■ **Your tasks**
A. From the transcript of the talk on inferences in digital forensics, list every person identified by full name.
B. Answer these questions using the transcript of the talk on inferences in digital forensics.
(i) At which university is the speaker a PhD student?
(ii) What do the two pictures in the first scenario show?
(iii) What was found in the fraud investigations?
C. Extend the transcript of the talk on inferences in digital forensics, picking up right after its final sentence.

■ **Text provided**

Session Chair: So the next speaker is Timothy. It’s going to be online, so Timothy, are you ready?
Timothy: Hi, everyone. So I’m Timothy Bollé, I’m a PhD student at the University of Lausanne. And today I will give a brief presentation about some research we are doing with Hannes Spichiger, who is also a PhD student at the University of Lausanne and our supervising professor, Eoghan Casey.
So, the idea of this presentation is really to start a discussion about inferences in digital forensics, and also to discuss the importance of those inferences and how we can try to formalize their representation. So any feedback, any comments are very welcome during the presentation.
And to start, we will go with what we are used to working with. It means digital traces. We will take two scenarios to see if the approach can be applied in a different context. And the first one is pictures on mobile devices.
So here we have two pictures: we have a selfie of the suspect, and we also have a picture of what looks like an airport. The other situation will be fraud investigations in which we found some email addresses. And starting from there, we will try to make some inferences.

■ **Data shown**
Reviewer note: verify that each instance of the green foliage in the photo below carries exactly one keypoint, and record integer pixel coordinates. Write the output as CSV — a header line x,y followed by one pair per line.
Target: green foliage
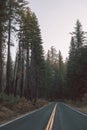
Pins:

■ **Answers by task**
A. Timothy Bollé, Hannes Spichiger, Eoghan Casey

B.
(i) The University of Lausanne.
(ii) A selfie of the suspect and what looks like an airport.
(iii) Some email addresses.

C.
So what’s an inference? Basically, it’s just a set of logical processes that we will apply to try to draw conclusions from our traces. The first step we have to do to do inferences is to ask a question. If we don’t have any questions, we don’t have any inferences to make. It’s just there, it’s just extracting traces.
So when we will start to analyze the traces, we will need to have a question to answer. And this question will also guide which type of analysis we will do and what information will be relevant or not.
As we do this analysis, we will also have to take into account limitations that are around all traces; such as procedural errors, accuracy, or any element that will influence the final conclusion.
And the last step that we will have to do, and there may be others, is to try to express some degree of certainty on our final conclusions.
So we analyze our traces, we take into account limitations, and then we have a set of possible conclusions and we will have to express some degree of certainty of how confident we are or some probabilities and so on. And this is really a challenging aspect in today’s digital forensic science field. So let’s go back to our example.
How about the first step we said is to understand the question. So if we are in the situation of having to answer where a person was located at some point, and we have at our disposal traces from the phone, we’ll see that it’s not just the same question, like, answering where the phone was and answering where the person was.
Because basically, if we are interested in the location of the person, we will also have to answer the question: was the person using the phone at that time? So it had some new questions. We will have to do new analysis taking into consolidation other traces to answer a different question.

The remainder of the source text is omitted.